▸ Selected passage:

What Is Whole Blood Made Of?
When you draw blood from a patient, you are collecting whole blood — a mixture of cells, proteins, and fluid. Understanding what that mixture contains is not just anatomy trivia. It directly affects how you collect specimens, which tubes you choose, and why certain tests require one sample type over another.
Whole blood separates into two broad fractions:
- Plasma (approximately 55%): The liquid portion carrying cells, proteins, nutrients, waste, and clotting factors.
- Formed elements (approximately 45%): The cellular components — red blood cells, white blood cells, and platelets.
You will see these proportions referenced on the NHA CPT exam in the context of hematocrit, which measures the percentage of whole blood occupied by red blood cells.
Exam domain alert: Blood composition appears in the Anatomy & Physiology domain of the NHA CPT, ASCP PBT, AMT RPT, and NCCT NCPT exams. Expect 2–4 questions directly tied to this material.

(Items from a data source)
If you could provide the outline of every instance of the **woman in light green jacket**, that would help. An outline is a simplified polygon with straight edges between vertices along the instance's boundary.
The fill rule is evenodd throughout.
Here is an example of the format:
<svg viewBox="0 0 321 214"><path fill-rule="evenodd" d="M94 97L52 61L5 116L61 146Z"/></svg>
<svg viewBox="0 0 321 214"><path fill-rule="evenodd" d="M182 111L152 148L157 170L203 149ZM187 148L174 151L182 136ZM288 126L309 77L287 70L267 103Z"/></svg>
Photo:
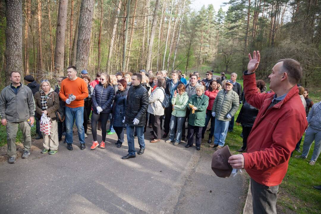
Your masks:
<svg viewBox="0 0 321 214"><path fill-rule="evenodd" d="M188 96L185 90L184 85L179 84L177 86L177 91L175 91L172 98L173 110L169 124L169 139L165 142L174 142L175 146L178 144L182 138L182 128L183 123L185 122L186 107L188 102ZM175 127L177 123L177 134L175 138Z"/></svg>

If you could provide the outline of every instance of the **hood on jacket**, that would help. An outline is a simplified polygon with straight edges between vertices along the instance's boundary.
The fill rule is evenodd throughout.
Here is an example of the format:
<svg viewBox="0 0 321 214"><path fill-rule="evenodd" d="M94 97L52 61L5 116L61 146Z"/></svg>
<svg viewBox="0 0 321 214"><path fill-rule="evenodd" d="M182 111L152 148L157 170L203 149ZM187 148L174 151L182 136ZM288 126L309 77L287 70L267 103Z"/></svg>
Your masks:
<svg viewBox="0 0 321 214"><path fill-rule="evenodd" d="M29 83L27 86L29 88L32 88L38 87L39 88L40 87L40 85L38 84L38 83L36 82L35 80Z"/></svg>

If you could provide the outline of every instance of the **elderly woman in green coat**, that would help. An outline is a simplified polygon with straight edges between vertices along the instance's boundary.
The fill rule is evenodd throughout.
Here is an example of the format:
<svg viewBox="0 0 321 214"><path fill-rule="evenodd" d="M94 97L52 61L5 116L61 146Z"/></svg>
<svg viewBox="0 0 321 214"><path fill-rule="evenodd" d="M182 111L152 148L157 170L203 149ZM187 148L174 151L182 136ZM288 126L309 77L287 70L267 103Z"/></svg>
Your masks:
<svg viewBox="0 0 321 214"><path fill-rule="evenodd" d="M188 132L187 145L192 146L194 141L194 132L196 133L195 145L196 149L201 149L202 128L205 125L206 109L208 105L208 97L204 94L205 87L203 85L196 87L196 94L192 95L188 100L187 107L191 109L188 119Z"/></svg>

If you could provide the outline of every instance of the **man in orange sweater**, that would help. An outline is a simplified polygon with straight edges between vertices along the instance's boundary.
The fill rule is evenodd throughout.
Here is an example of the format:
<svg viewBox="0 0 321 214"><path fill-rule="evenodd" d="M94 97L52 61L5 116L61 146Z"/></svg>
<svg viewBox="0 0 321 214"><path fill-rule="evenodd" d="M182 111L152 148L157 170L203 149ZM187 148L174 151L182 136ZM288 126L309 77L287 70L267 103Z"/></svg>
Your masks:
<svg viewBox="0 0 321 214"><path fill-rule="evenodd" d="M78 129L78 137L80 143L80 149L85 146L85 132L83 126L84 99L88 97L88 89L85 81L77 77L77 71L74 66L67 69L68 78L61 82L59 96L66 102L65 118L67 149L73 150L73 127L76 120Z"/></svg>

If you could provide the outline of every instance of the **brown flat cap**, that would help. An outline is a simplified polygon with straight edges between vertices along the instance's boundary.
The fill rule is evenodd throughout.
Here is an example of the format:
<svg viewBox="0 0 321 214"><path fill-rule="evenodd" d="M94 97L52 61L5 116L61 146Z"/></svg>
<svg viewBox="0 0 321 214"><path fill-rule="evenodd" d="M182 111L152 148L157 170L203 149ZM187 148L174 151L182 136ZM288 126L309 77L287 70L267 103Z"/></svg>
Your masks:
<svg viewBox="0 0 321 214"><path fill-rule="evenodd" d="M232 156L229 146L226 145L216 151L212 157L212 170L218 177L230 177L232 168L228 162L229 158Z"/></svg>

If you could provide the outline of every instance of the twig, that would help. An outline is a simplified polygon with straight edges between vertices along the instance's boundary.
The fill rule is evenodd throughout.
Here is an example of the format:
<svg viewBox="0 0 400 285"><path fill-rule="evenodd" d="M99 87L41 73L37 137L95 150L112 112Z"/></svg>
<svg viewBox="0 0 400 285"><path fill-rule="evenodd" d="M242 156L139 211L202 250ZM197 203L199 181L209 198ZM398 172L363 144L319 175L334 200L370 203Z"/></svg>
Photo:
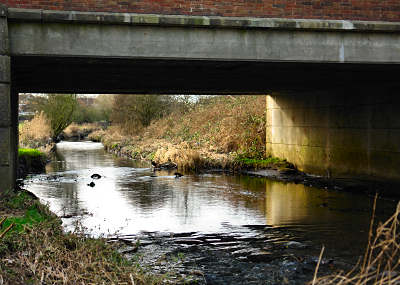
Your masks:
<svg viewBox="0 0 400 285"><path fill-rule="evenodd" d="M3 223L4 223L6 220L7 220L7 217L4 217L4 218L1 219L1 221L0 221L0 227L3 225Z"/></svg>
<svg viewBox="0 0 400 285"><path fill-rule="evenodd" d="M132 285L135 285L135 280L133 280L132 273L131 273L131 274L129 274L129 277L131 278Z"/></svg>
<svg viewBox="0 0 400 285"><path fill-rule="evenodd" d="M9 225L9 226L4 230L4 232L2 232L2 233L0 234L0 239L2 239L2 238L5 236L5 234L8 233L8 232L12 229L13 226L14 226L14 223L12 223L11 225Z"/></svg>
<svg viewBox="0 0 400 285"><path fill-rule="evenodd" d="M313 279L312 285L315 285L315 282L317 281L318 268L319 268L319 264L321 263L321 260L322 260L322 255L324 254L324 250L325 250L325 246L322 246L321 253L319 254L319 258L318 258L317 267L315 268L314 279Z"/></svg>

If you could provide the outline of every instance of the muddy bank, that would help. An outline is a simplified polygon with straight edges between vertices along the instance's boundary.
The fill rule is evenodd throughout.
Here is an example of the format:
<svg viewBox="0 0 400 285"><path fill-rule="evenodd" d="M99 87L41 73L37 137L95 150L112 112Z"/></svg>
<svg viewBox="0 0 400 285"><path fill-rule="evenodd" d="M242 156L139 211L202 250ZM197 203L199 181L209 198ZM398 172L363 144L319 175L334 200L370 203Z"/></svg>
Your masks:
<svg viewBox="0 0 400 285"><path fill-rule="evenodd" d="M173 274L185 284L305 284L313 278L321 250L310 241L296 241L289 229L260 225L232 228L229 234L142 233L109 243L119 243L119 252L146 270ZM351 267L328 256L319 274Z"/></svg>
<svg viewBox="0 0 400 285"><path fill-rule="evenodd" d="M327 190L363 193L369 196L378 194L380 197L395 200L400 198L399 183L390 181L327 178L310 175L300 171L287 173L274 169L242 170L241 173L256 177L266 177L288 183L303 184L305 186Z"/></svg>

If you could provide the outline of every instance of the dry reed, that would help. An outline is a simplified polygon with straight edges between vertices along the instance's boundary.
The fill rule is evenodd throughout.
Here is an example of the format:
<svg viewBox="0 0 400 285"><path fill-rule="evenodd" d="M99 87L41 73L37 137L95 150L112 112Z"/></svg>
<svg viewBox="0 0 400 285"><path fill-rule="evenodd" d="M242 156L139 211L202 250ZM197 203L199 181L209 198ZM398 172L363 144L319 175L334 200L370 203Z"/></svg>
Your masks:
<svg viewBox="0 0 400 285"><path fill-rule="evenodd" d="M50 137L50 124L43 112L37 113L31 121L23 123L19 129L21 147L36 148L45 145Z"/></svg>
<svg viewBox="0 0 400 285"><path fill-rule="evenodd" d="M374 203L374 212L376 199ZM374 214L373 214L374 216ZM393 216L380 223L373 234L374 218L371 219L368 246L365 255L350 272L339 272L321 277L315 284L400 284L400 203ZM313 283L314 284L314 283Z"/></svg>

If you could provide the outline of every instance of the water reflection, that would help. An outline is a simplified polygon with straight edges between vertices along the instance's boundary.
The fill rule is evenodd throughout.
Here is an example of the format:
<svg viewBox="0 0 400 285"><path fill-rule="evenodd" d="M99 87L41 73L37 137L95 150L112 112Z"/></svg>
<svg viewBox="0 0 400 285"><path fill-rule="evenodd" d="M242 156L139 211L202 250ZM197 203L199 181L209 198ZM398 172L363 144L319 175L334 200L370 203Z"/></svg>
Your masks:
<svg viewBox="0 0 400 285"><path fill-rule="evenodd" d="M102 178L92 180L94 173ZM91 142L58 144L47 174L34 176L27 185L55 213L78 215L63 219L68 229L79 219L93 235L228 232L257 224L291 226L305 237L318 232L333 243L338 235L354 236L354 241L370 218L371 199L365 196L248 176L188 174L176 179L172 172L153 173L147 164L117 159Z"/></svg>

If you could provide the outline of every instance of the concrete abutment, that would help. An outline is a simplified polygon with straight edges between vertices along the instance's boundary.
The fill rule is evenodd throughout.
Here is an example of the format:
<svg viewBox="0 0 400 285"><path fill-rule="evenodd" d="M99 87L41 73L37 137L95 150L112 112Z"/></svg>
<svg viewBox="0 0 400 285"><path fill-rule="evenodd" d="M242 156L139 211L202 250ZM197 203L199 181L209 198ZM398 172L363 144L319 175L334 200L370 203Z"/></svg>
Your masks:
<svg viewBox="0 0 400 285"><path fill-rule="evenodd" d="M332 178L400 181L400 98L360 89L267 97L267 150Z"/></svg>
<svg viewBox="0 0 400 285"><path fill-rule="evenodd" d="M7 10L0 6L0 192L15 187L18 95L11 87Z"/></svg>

▸ Exercise requirements:
1 – Decide whether each statement below agrees with the passage on whole blood. Answer yes or no for each and quote the words of the passage that settle it. (a) Plasma makes up approximately 55% of whole blood. (b) Hematocrit measures the percentage of whole blood occupied by white blood cells. (c) Blood composition appears in the Microbiology domain of the listed exams.
2 – Copy the passage on whole blood exactly, from "What Is Whole" up to and including "red blood cells.".

▸ Answers for each item:
1 –
(a) Yes: "Plasma (approximately 55%)"
(b) No: "which measures the percentage of whole blood occupied by red blood cells"
(c) No: "Blood composition appears in the Anatomy & Physiology domain"

2 –
What Is Whole Blood Made Of?
When you draw blood from a patient, you are collecting whole blood — a mixture of cells, proteins, and fluid. Understanding what that mixture contains is not just anatomy trivia. It directly affects how you collect specimens, which tubes you choose, and why certain tests require one sample type over another.
Whole blood separates into two broad fractions:
- Plasma (approximately 55%): The liquid portion carrying cells, proteins, nutrients, waste, and clotting factors.
- Formed elements (approximately 45%): The cellular components — red blood cells, white blood cells, and platelets.
You will see these proportions referenced on the NHA CPT exam in the context of hematocrit, which measures the percentage of whole blood occupied by red blood cells.